Return every line in the rows below that contains the string "white".

(Part of a data file)

[start]

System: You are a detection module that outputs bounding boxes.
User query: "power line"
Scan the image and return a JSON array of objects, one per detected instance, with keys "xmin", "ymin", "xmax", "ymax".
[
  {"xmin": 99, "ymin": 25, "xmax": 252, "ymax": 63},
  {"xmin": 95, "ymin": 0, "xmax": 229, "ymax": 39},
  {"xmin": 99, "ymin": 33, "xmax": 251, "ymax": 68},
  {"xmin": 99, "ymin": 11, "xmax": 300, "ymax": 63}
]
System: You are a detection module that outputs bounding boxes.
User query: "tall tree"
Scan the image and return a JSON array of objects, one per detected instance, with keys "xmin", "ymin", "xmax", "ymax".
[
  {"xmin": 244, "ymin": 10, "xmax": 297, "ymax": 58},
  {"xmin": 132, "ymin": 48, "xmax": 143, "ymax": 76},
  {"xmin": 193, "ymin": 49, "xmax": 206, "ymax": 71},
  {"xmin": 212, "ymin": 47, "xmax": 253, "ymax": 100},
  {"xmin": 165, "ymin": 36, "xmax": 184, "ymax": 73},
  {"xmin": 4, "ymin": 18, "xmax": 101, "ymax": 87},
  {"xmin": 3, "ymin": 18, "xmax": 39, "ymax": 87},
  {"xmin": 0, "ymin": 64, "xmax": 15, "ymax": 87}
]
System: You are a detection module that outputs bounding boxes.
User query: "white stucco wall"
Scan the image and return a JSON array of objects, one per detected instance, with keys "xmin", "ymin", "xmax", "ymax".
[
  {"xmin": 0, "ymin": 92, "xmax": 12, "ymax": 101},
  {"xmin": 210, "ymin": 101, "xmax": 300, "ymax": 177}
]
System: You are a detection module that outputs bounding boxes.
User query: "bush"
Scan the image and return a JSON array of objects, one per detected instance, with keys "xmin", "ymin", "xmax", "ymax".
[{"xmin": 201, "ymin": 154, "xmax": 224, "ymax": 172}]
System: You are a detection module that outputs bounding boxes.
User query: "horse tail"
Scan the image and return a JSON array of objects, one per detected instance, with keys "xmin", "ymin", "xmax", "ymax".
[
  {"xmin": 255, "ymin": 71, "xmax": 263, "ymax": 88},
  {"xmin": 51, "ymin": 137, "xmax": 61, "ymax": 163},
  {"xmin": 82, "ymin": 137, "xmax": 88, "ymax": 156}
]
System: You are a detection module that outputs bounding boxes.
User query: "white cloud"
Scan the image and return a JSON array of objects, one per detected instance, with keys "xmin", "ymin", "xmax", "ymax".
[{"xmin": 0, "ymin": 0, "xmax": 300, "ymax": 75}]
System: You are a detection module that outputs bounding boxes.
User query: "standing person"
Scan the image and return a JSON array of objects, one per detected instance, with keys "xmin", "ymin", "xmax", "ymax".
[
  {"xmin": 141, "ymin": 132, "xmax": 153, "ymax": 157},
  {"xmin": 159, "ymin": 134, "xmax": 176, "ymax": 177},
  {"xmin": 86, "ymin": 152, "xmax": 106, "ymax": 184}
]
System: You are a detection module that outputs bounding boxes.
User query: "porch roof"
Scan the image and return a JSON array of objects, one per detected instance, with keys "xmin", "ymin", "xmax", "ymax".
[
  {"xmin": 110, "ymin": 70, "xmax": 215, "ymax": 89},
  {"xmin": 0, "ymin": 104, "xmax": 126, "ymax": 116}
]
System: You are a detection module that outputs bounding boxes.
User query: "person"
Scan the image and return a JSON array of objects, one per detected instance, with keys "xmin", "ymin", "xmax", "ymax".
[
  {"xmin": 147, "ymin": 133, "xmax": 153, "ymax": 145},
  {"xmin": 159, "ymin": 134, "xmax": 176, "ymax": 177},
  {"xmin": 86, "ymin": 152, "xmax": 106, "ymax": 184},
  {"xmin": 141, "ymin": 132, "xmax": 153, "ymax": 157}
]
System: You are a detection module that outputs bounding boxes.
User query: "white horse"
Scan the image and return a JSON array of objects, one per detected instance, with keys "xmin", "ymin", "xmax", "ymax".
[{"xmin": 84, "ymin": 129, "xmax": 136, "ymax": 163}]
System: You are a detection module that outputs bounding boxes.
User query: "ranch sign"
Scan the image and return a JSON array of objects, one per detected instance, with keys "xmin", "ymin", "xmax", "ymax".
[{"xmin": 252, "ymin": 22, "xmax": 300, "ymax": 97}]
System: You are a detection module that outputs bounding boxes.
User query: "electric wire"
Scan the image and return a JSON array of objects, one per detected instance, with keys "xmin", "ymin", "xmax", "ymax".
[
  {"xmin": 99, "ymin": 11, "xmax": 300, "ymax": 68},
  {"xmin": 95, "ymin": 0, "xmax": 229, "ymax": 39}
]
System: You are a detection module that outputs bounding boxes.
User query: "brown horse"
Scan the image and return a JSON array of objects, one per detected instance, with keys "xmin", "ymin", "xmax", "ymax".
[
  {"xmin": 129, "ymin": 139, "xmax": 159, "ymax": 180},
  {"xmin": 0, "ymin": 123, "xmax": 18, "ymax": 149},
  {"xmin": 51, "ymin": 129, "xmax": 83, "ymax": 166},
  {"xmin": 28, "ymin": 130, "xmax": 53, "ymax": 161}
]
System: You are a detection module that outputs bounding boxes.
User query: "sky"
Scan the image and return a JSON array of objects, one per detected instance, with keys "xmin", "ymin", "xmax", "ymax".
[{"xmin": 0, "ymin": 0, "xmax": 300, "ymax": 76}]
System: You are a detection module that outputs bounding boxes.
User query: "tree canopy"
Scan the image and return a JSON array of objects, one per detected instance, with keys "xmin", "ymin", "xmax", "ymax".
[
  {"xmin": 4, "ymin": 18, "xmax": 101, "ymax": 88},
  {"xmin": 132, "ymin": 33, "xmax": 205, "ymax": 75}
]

[end]

**RESULT**:
User query: "white stucco wall"
User query: "white cloud"
User query: "white horse"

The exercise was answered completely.